Recorded data
☆ ☆ ☆
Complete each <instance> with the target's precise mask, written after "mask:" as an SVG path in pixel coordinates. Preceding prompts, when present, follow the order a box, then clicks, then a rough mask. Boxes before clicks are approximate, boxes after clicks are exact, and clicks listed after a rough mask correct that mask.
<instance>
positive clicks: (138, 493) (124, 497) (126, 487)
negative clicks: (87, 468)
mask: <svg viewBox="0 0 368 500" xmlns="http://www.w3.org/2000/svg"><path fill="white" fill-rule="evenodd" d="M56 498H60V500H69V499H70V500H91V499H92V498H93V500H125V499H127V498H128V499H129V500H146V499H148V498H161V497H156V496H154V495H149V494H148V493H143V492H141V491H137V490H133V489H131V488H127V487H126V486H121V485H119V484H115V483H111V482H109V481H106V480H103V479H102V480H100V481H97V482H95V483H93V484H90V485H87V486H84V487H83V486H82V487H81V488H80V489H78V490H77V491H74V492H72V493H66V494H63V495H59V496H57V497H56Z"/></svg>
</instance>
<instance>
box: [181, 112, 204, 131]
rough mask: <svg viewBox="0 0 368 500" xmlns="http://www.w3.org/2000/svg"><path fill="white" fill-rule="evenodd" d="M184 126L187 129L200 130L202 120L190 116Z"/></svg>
☆ ☆ ☆
The complete set of entries above must be reproduced verbatim.

Complete each <instance> with the target's precise mask, written after "mask:" as an SVG path in pixel coordinates. Preceding prompts, when present, follow the order a box, then clicks, then a rough mask. Boxes before clicks are approximate, boxes after clicks are exact, and clicks listed after a rough mask correct that mask.
<instance>
positive clicks: (138, 493) (124, 497) (126, 487)
negative clicks: (87, 468)
mask: <svg viewBox="0 0 368 500" xmlns="http://www.w3.org/2000/svg"><path fill="white" fill-rule="evenodd" d="M56 498H60V500H69V499H70V500H91V499H92V498H93V500H125V499H127V498H128V499H129V500H146V499H148V498H161V497H156V496H154V495H149V494H148V493H143V492H141V491H137V490H133V489H131V488H127V487H126V486H121V485H119V484H115V483H111V482H109V481H106V480H103V479H102V480H100V481H97V482H95V483H93V484H90V485H87V486H84V487H83V486H82V487H81V488H80V489H78V490H77V491H74V492H72V493H66V494H63V495H59V496H57V497H56Z"/></svg>
</instance>
<instance>
box: [181, 112, 204, 131]
rough mask: <svg viewBox="0 0 368 500" xmlns="http://www.w3.org/2000/svg"><path fill="white" fill-rule="evenodd" d="M184 126L187 129L200 130L202 120L190 116Z"/></svg>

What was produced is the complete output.